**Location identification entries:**
◆ ◆ ◆ ◆ ◆ ◆ ◆

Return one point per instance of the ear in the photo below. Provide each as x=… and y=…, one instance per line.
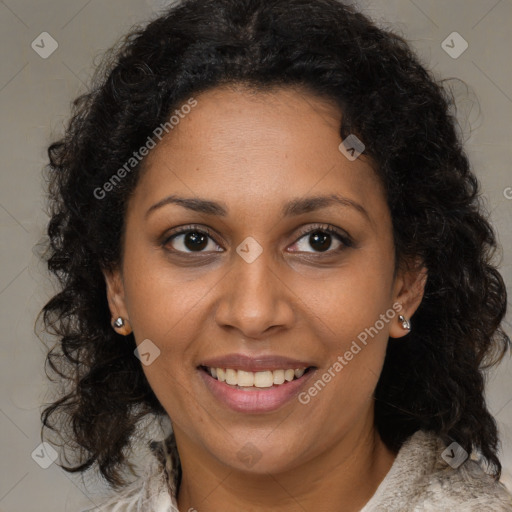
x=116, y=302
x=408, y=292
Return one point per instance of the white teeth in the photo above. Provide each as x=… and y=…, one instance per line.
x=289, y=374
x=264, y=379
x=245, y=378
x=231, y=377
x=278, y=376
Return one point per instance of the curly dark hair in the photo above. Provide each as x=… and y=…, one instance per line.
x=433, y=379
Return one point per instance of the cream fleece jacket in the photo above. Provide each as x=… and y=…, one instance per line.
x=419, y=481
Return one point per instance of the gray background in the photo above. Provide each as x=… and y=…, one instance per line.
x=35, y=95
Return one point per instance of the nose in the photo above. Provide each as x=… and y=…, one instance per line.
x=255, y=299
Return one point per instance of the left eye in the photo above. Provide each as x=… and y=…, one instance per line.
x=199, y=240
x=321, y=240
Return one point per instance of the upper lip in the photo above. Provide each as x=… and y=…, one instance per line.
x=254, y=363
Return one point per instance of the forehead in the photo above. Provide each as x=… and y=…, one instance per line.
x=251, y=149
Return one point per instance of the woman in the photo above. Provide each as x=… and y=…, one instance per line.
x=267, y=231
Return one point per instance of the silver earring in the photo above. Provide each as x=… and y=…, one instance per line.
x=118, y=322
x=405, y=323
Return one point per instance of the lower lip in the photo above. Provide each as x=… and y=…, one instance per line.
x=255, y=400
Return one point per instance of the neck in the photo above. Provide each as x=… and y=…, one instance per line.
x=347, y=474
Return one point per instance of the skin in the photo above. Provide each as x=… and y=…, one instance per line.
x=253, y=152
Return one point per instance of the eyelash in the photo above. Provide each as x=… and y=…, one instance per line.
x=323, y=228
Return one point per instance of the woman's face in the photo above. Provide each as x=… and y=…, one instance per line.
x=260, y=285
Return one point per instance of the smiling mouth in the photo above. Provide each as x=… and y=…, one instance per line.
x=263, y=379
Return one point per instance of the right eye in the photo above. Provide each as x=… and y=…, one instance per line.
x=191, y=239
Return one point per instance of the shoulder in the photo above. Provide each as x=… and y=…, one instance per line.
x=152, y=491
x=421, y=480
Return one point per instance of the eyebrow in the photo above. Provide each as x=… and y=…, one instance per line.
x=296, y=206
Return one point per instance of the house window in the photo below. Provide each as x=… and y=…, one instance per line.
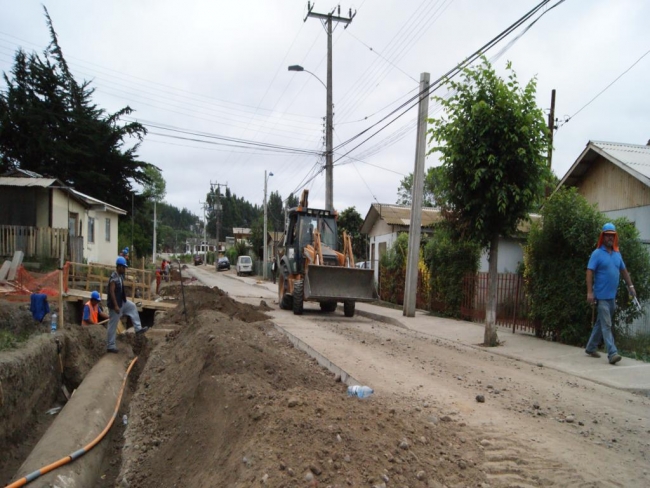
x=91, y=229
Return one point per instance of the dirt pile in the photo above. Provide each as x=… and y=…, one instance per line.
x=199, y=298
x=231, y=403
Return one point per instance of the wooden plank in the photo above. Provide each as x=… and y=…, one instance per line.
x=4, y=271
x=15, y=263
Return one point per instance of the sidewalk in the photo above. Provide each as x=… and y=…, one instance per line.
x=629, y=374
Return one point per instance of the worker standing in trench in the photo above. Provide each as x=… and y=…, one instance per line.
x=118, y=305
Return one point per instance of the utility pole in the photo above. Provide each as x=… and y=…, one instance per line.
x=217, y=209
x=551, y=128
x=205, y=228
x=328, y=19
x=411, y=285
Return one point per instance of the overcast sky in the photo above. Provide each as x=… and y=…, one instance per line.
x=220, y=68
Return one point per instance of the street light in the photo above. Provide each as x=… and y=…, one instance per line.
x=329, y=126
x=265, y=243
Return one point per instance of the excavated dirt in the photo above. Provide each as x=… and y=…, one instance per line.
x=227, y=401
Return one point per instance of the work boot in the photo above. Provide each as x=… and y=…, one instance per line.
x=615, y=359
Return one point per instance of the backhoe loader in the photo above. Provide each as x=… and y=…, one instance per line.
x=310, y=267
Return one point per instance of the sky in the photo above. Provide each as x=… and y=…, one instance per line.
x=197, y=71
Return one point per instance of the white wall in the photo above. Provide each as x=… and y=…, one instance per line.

◆ ◆ ◆ ◆ ◆ ◆ ◆

**TASK BRIEF:** Please rewrite everything in the data from the line containing "Return one point per instance of the excavated" down to the line containing "x=615, y=359", keeping the requests as they are and shifting each coordinate in the answers by -79.

**SOLUTION TO THE PROBLEM:**
Return one point per instance of the excavated dirt in the photo above. Provide each as x=… and y=…, one instance per line.
x=148, y=322
Return one point per instance of the work boot in the photo above. Provide each as x=… and y=…, one instance per line.
x=536, y=280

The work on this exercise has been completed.